Selected passage

Hello! I am trying to work with the CAN Bus protocol for a formula student team. We are using Arduino UNO as the slave attached to MCP2515 and the BAMOCAR d3 controller as the master. More specifically we are trying to receive the Motor Temperature, the IGBT temperature and the RPM which are on the registers 0x49, 0x4A and 0x30 respectively. I tried receiving them with a teensy 4.1 successfully (upon first sending 3 requests for each value I wanted to read, on the register 0x3D, which is the request register). The COB ID of BAMOCAR d3 is 0x201 for receiving and 0x181 for transmitting. With Arduino UNO seems like there is a message available to be read but it does not read anything in the end. Below I have attached first the Arduino UNO code (which has the issue) and second the successful code with Teensy 4.1. I will appreciate your help and excuse me for any profound mistakes!

Directive
Can you edit the forum post, starting with "Hello! I am" and going on through "any profound mistakes!", so that "Arduino UNO" is replaced by "Arduino Nano"?

Point annotation data
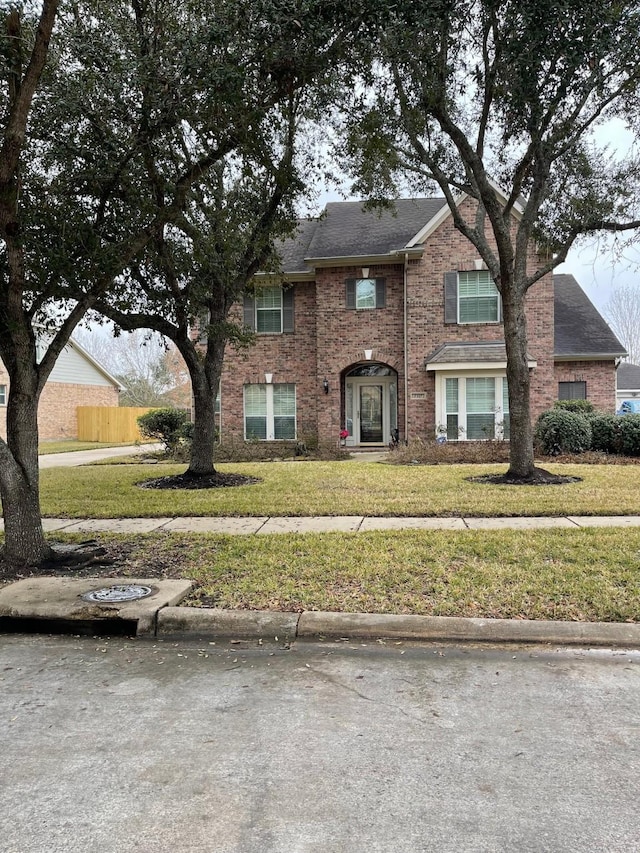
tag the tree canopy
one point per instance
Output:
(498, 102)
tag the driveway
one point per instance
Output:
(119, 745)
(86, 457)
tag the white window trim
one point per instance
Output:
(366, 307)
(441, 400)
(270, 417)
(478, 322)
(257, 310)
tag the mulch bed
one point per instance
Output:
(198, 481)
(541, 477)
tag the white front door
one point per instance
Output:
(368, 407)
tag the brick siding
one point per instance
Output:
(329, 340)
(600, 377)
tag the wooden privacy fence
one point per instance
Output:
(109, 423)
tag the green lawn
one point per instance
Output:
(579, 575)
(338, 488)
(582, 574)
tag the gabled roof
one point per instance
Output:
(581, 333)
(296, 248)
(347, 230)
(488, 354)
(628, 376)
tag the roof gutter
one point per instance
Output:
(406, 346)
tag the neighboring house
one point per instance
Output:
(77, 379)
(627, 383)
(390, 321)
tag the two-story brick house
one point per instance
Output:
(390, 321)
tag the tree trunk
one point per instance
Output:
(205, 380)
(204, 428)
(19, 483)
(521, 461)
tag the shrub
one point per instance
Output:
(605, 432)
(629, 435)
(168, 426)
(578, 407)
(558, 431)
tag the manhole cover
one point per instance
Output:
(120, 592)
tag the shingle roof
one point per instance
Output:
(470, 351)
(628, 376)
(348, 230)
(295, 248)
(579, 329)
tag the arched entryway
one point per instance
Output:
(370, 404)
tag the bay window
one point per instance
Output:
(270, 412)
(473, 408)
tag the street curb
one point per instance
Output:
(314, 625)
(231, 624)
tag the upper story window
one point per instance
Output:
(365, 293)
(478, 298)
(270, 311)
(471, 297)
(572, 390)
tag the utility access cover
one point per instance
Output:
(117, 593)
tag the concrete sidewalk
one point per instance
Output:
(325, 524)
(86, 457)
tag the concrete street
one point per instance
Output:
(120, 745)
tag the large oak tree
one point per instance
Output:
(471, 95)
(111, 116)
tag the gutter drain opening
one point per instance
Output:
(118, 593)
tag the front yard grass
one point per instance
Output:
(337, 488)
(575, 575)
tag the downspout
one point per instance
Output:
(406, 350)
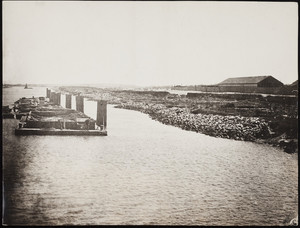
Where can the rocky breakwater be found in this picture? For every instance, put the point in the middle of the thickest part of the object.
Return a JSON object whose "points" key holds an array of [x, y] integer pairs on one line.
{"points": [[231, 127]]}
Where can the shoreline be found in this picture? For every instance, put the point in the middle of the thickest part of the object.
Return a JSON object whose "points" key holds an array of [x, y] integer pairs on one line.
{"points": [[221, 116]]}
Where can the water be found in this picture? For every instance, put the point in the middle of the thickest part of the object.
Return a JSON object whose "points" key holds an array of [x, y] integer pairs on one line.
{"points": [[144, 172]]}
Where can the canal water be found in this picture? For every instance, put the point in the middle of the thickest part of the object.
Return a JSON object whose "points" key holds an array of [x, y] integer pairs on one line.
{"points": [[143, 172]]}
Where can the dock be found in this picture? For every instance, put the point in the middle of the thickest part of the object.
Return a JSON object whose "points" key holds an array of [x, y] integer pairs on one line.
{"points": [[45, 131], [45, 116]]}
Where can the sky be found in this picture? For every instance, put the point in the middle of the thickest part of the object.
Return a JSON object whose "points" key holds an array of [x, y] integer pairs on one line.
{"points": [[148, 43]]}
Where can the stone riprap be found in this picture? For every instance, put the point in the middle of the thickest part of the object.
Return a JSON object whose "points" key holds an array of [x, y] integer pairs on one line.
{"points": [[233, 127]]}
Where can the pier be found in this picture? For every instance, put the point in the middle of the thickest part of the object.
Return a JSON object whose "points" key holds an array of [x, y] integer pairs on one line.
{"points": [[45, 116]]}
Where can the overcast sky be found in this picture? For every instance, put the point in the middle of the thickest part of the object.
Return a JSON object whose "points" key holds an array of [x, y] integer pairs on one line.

Written solution
Hello! I am trying to work with the CAN Bus protocol for a formula student team. We are using Arduino Nano as the slave attached to MCP2515 and the BAMOCAR d3 controller as the master. More specifically we are trying to receive the Motor Temperature, the IGBT temperature and the RPM which are on the registers 0x49, 0x4A and 0x30 respectively. I tried receiving them with a teensy 4.1 successfully (upon first sending 3 requests for each value I wanted to read, on the register 0x3D, which is the request register). The COB ID of BAMOCAR d3 is 0x201 for receiving and 0x181 for transmitting. With Arduino Nano seems like there is a message available to be read but it does not read anything in the end. Below I have attached first the Arduino Nano code (which has the issue) and second the successful code with Teensy 4.1. I will appreciate your help and excuse me for any profound mistakes!